Okuma parçası:
□ □ □ □ □ □ □
Kerestecioğlu önergenin gerekçe bölümünde şunları dile getirdi:

Bilimsel araştırmalar, Akdeniz havzasının iklim değişikliğine karşı özellikle savunmasız olduğunu ve yaz aylarında aşırı yağışların artacağını ortaya koymaktadır. Bu nedenle hükümet, iklim değişikliğine uygun politikalar geliştirmeli, iklim değişikliğine neden olan sera gazlarının salımını azaltmalı ve Paris İklim Anlaşmasını onaylayarak ulusal kalkınma planlarını hazırlarken iklim değişikliğini göz önünde bulundurmalıdır.

DOĞA OLAYLARININ FELAKETE DÖNÜŞMESİ HÜKÜMETİN SORUMLULUĞUNDADIR

Hükümetin üzerine düşen diğer görev, afet riskini azaltmak ve şehirleşme politikalarındaki yanlışları düzeltmektir. Doğa olaylarının kentlerde felakete dönüşmemesi merkezi ve yerel yönetimlerin sorumluluğundadır.
□ □ □ □ □ □ □
Kayıtlı veriler:
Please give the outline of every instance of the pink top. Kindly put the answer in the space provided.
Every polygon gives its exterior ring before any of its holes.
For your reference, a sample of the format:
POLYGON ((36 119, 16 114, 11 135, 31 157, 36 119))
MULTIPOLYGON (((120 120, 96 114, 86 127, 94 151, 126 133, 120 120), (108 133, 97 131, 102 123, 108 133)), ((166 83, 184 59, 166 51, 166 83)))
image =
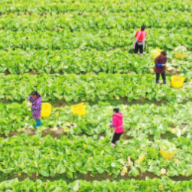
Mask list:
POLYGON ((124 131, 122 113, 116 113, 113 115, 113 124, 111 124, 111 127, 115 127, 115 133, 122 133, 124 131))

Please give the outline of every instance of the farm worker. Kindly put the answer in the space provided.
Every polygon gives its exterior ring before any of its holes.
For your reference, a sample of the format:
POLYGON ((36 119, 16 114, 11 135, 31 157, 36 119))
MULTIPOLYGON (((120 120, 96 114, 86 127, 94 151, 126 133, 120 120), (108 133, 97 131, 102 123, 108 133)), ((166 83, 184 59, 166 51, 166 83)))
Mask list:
□ □ □ □ □ □ □
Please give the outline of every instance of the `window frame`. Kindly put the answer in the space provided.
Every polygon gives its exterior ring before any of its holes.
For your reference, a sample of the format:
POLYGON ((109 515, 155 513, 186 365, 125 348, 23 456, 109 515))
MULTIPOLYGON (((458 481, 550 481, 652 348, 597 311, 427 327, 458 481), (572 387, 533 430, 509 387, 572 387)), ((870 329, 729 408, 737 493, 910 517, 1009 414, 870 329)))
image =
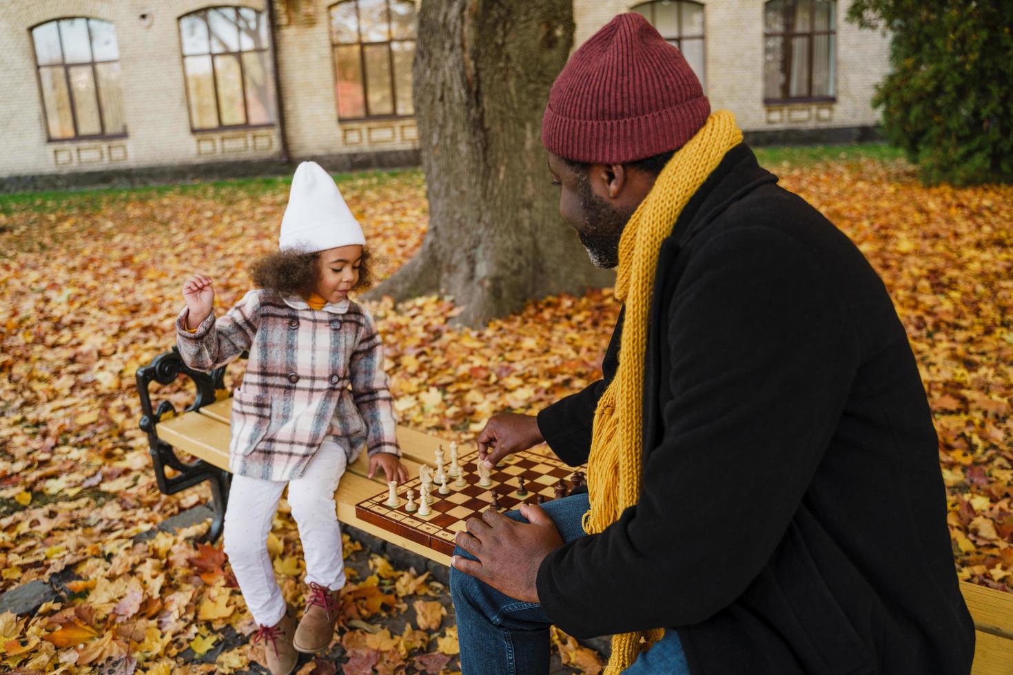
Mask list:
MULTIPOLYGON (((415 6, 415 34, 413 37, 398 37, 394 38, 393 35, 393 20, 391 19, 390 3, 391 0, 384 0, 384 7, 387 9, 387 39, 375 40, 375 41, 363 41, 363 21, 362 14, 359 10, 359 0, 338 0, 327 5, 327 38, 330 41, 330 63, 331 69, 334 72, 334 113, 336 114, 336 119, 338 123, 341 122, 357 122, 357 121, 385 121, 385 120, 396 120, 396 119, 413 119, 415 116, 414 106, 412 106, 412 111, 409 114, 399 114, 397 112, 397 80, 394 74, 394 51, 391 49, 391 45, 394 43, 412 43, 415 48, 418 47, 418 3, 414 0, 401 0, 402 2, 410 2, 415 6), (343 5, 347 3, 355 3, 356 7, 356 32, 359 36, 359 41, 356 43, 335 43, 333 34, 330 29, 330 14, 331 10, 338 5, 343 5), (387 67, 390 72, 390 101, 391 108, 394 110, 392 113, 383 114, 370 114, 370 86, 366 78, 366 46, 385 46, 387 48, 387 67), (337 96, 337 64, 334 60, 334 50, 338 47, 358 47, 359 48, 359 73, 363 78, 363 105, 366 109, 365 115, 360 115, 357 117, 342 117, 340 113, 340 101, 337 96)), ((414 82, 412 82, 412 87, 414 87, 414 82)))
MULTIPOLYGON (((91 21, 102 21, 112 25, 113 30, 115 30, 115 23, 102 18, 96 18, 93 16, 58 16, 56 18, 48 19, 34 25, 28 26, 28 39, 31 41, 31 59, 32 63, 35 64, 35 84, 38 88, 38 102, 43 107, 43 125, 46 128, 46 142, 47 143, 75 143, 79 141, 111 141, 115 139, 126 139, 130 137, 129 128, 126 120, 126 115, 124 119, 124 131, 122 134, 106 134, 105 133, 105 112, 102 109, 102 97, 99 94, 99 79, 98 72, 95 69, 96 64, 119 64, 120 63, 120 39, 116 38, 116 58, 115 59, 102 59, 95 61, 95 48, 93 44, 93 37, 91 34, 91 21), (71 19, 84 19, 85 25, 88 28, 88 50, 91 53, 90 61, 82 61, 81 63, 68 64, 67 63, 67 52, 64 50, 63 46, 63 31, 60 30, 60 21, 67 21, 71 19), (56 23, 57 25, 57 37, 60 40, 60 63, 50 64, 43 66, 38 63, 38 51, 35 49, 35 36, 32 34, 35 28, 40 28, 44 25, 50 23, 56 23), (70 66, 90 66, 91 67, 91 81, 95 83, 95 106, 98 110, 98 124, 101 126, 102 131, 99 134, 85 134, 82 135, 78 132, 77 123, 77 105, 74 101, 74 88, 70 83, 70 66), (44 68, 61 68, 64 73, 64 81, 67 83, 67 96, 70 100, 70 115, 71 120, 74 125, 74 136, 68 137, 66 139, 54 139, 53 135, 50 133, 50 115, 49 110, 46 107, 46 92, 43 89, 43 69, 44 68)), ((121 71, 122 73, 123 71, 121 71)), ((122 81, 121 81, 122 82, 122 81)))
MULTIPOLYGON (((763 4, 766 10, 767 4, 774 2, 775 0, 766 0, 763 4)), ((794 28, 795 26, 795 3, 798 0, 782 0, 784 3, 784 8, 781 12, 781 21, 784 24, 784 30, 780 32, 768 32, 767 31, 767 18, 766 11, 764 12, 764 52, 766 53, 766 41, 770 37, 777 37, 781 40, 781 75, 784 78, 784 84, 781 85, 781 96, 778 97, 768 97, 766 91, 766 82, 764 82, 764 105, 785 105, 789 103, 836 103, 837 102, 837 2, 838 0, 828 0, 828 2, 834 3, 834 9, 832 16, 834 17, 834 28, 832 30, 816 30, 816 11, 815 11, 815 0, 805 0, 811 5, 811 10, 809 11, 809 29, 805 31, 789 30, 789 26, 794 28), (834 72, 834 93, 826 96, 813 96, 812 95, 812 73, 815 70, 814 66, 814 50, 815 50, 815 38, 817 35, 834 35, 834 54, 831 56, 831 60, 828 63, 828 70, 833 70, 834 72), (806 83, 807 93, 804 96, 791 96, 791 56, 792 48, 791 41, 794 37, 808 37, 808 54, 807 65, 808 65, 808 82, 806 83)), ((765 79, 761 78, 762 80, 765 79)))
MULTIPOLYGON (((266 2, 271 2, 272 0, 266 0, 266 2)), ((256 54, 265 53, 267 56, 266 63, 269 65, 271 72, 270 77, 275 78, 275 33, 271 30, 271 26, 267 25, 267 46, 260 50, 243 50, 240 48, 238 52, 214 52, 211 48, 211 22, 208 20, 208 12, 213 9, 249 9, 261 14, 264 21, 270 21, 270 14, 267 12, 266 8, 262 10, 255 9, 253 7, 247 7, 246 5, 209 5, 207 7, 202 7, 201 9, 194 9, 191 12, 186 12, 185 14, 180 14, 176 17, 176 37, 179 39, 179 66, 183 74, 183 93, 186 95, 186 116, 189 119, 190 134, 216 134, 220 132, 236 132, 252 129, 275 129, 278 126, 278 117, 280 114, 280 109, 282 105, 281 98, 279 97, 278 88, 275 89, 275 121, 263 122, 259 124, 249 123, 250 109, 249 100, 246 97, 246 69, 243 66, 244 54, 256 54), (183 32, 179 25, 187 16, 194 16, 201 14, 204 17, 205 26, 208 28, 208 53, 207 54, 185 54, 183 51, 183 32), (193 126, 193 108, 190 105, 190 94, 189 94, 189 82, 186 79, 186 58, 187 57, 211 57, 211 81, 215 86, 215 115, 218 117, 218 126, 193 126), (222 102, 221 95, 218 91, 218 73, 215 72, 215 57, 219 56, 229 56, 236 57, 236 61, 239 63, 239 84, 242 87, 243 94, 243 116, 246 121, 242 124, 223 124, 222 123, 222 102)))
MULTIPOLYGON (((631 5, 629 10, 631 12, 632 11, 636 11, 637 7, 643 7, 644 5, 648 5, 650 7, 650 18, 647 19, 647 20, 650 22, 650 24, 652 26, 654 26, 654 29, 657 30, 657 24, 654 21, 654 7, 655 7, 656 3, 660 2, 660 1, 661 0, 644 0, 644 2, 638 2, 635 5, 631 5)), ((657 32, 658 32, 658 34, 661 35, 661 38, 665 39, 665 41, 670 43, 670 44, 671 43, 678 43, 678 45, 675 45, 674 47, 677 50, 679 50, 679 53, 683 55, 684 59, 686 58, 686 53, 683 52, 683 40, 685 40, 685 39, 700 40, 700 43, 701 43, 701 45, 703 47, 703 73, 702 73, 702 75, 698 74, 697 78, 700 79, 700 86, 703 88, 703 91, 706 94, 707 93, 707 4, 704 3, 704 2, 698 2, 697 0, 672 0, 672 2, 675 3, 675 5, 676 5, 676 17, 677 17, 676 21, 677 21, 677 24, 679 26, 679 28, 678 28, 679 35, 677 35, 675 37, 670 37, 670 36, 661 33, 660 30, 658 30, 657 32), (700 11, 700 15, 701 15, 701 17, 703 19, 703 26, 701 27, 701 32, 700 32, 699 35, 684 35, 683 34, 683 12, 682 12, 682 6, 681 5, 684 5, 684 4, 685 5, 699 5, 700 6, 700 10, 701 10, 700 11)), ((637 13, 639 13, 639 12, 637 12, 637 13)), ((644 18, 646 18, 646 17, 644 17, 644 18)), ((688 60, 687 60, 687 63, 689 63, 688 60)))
□ □ □ □ □ □ □
Kısa yönerge: Okuma parçasını hiçbir değişiklik yapmadan baştan sona yineleyin. Satırların bu çalışmada hiçbir işlevi yoktur.

Alıştırma sonucu:
Kerestecioğlu önergenin gerekçe bölümünde şunları dile getirdi:

Bilimsel araştırmalar, Akdeniz havzasının iklim değişikliğine karşı özellikle savunmasız olduğunu ve yaz aylarında aşırı yağışların artacağını ortaya koymaktadır. Bu nedenle hükümet, iklim değişikliğine uygun politikalar geliştirmeli, iklim değişikliğine neden olan sera gazlarının salımını azaltmalı ve Paris İklim Anlaşmasını onaylayarak ulusal kalkınma planlarını hazırlarken iklim değişikliğini göz önünde bulundurmalıdır.

DOĞA OLAYLARININ FELAKETE DÖNÜŞMESİ HÜKÜMETİN SORUMLULUĞUNDADIR

Hükümetin üzerine düşen diğer görev, afet riskini azaltmak ve şehirleşme politikalarındaki yanlışları düzeltmektir. Doğa olaylarının kentlerde felakete dönüşmemesi merkezi ve yerel yönetimlerin sorumluluğundadır.